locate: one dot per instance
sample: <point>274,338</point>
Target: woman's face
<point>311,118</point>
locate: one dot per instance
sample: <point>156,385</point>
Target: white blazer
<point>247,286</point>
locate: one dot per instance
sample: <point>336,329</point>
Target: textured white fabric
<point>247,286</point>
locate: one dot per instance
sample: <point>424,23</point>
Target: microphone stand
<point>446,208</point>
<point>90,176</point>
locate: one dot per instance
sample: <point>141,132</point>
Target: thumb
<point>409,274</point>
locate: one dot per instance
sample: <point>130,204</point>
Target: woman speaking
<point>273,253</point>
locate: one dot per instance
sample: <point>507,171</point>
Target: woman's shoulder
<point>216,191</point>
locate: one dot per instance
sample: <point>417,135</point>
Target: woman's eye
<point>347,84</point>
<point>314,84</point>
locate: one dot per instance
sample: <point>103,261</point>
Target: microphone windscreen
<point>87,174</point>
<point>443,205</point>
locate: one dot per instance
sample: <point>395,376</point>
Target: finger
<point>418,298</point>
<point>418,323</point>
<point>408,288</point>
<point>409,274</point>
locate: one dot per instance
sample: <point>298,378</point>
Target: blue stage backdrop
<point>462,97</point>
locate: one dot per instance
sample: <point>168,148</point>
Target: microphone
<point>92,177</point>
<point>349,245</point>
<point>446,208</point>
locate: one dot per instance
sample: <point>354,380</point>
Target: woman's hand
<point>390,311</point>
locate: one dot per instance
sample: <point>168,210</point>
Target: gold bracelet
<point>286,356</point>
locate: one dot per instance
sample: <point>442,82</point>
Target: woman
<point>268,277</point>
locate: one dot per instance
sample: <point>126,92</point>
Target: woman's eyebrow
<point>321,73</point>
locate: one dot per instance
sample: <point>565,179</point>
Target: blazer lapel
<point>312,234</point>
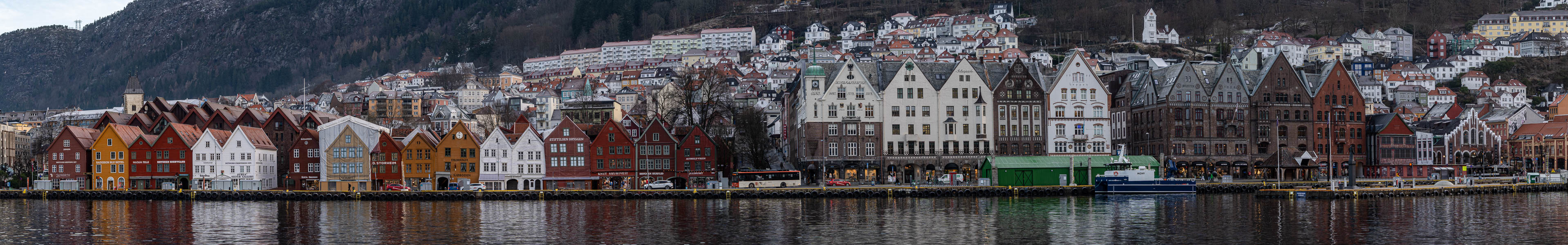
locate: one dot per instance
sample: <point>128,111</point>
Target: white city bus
<point>766,178</point>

**Given task:** Copy the records word for word, leaving no picture in the copy.

**Solution to this problem:**
locate: one dot per instance
sample: <point>274,338</point>
Target: woman's face
<point>311,118</point>
locate: one dot per instance
sample: <point>156,385</point>
Target: white blazer
<point>247,286</point>
locate: one dot per instance
sample: <point>336,329</point>
Target: textured white fabric
<point>247,286</point>
locate: one dot per instance
sample: <point>424,23</point>
Target: microphone stand
<point>446,208</point>
<point>90,176</point>
locate: one dot per instance
sample: <point>141,132</point>
Target: thumb
<point>409,274</point>
locate: one dot per instance
sample: <point>130,204</point>
Target: woman speaking
<point>273,253</point>
locate: one dot per instance
sample: <point>507,171</point>
Target: woman's shoulder
<point>216,191</point>
locate: one dot per instance
sample: <point>417,135</point>
Target: woman's eye
<point>347,84</point>
<point>314,84</point>
locate: one dot per instance
sample: <point>103,261</point>
Target: microphone windscreen
<point>87,174</point>
<point>443,205</point>
locate: one dot per instance
sample: <point>395,376</point>
Target: finger
<point>418,298</point>
<point>418,323</point>
<point>408,288</point>
<point>409,274</point>
locate: one dot per instance
sample: <point>298,378</point>
Target: blue stage backdrop
<point>462,97</point>
locate: one dot per instance
sample: <point>168,148</point>
Target: microphone
<point>92,177</point>
<point>349,245</point>
<point>446,208</point>
locate: one dot per instance
sample: <point>354,380</point>
Target: woman's hand
<point>390,311</point>
locate: one dot per instance
sample: <point>168,210</point>
Target: gold bracelet
<point>286,356</point>
locate: one dot per instance
sample: <point>442,82</point>
Target: woman
<point>268,277</point>
locate: one dot per instance
sample: <point>126,92</point>
Target: woman's eyebrow
<point>321,73</point>
locate: one dot per instance
sample: <point>565,179</point>
Target: blazer lapel
<point>312,234</point>
locate: one dot per instance
sample: <point>128,111</point>
Target: white city bus
<point>766,178</point>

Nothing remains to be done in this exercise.